Written exercise 1: In the White Shoes email below, what does Devyn Cairns say White Shoes should be thought of as?

Excerpt provided:
---
Re: [shoes] White Shoes

From:
Cecil Coupe
Date:
2010-10-24 @ 10:14
On Sun, 2010-10-24 at 01:39 -0700, Devyn Cairns wrote:
> 
> 
> On Sun, Oct 24, 2010 at 12:08 AM, Cecil Coupe <ccoupe@cableone.net>
> wrote:
>         I understand. Meta-Shoes. One Uber Shoes project to gather the
>         unruly
>         Shoes under a White cloak of specifications and tests. Dream
>         higher! You
>         could generate the code base of red/blue/green as required.
> 
> 
> I very much doubt this is easily possible. Even if it is, you would be
> writing separate generators for each, which would require even more
> code.
> 
> 
> There are large differences in implementation between each of the
> colors of Shoes. Think of White Shoes as the interface (with automatic
> checking), and each color as an implementation. That's pretty much it.
> How each color does things is up to it, so long as it passes White
> Shoes.
>  
>         The Stage2
>         macro processor might be just what you are looking for. Kind
>         of Prolog
>         and functional and macro texty. The ancient texts suggest a
>         Fortran
>         bootstrap of it's VM but you do it in Ruby in a half days
>         effort.
> 
> 
> You're joking, right?
Not as much joking as you suspect. If you write the specs properly, it's
just boiler plate, creating widgets and connecting signals/events to
handlers (layout is a just a form of internally generated event
processing and parameter transformation). Sadly, most people think
regexp is the ultimate in string processing and they forget or never
learned what macro processors like Stage2 can do. 

Prolog really might be a way forward in writing specs that generate
code. Or Tcl. or Stage2 and of course Lisp can do everything. Prolog
querying a db of template patterns? Where the template is a logic
expression? Then feed the result to a textual macro processor to get the
syntax correct. 
>         
>         
>         On Sat, 2010-10-23 at 12:14 -0700, Devyn Cairns wrote:
>         >
>         >
>         > On Sat, Oct 23, 2010 at 1:14 AM, Cecil Coupe
>         <ccoupe@cableone.net>
>         > wrote:
>         >         On Thu, 2010-10-21 at 22:01 -0700, Devyn Cairns
>         wrote:
>         >         >
>         >         > Anyway, I don't think that's such a big issue. It
>         was with
>         >         the old
>         >         > Shoes, but we're going to do things really
>         differently this
>         >         time. It's
>         >         > our project now. We're doing what we want with
>         it. :D
>         >
>         >
>         >         Without a requirements doc or specs or tests or even
>         a to-do
>         >         list, lets
>         >         run to future! Devyn, I'm confused, you've praised
>         the _why
>         >         and his
>         >         vision and yet you throw him under the bus because C
>         is just
>         >         too hard
>         >         for some of developers to handle.
---
Given data:

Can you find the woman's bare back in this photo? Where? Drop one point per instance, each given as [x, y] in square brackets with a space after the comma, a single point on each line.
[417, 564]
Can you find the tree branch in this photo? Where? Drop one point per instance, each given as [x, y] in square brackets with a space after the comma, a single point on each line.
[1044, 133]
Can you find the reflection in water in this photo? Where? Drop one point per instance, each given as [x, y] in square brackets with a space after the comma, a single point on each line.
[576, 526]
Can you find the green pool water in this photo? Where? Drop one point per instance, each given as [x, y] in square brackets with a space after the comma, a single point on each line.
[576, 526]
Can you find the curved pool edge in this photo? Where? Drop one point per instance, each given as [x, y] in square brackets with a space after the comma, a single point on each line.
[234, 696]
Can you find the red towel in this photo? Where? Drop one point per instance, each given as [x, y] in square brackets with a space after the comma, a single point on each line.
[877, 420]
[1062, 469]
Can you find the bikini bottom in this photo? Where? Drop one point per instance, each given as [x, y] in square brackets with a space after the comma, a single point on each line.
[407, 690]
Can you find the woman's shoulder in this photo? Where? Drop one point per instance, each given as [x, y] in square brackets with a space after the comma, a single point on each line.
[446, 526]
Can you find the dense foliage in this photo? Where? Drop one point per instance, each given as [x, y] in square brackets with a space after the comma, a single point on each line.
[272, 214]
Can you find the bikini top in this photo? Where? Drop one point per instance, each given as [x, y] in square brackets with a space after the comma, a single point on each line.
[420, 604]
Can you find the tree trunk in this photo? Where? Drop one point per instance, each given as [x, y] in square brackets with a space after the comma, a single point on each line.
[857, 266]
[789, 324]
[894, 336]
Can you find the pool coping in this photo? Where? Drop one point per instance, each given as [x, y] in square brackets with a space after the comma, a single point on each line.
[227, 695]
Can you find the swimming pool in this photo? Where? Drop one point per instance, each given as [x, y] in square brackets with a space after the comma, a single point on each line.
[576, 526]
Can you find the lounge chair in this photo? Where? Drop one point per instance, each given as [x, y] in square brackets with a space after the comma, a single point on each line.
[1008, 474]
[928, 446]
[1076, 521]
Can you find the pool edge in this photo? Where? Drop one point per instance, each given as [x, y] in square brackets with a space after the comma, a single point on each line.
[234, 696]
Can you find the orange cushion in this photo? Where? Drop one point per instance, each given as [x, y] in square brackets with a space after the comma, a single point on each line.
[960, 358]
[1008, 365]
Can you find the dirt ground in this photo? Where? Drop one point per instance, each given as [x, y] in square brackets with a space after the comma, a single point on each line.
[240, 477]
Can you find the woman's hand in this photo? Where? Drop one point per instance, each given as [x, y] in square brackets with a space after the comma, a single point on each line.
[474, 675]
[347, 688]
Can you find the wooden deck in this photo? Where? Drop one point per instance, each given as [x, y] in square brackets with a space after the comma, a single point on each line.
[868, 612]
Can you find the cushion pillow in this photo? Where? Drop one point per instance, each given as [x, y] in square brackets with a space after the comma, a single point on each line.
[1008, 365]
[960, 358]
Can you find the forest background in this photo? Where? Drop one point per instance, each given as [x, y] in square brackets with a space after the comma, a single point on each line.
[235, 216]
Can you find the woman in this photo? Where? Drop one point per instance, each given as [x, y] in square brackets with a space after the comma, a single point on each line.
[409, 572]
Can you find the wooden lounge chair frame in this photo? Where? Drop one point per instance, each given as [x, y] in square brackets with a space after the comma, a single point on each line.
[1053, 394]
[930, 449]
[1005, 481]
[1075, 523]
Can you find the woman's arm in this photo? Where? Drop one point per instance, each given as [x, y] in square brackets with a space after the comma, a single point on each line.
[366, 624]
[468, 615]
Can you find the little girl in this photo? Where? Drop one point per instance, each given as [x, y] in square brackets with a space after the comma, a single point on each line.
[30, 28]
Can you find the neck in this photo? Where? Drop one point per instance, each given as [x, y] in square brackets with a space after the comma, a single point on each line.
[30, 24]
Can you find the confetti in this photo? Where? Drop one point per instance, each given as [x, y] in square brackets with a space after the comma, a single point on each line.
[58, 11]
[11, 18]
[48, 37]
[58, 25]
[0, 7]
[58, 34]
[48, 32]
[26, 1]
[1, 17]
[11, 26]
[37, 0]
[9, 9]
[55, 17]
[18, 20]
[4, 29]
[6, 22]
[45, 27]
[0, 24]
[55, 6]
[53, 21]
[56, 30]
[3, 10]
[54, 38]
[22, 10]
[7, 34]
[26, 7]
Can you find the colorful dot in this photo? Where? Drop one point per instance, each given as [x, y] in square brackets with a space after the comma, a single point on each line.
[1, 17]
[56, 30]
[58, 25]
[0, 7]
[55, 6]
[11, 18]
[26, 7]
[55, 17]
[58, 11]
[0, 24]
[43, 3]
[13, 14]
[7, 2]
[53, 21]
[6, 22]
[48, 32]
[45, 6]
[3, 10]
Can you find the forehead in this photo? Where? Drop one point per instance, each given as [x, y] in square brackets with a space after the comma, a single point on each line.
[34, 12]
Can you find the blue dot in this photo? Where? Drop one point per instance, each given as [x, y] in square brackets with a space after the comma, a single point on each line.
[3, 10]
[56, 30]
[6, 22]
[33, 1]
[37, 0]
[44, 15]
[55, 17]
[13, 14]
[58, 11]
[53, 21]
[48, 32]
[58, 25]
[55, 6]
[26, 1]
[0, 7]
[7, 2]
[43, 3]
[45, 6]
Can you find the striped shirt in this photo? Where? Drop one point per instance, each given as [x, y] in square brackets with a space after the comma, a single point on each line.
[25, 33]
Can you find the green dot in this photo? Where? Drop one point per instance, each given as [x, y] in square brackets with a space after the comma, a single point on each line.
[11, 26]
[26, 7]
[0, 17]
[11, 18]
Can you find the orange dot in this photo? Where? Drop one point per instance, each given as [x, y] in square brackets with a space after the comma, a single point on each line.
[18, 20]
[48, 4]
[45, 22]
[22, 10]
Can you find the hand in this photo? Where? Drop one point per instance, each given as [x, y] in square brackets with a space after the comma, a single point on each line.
---
Written exercise 2: From the listing above, reproduce word for word the lines starting at the one that contains "Can you find the wooden lounge" and stopping after the one that contains "[1075, 523]".

Answer 1: The interface (with automatic checking), with each color of Shoes as an implementation.

Answer 2:
Can you find the wooden lounge chair frame in this photo? Where? Drop one point per instance, each given as [x, y] in square brackets with a space after the comma, a single point on each line.
[1053, 394]
[930, 449]
[1005, 481]
[1075, 523]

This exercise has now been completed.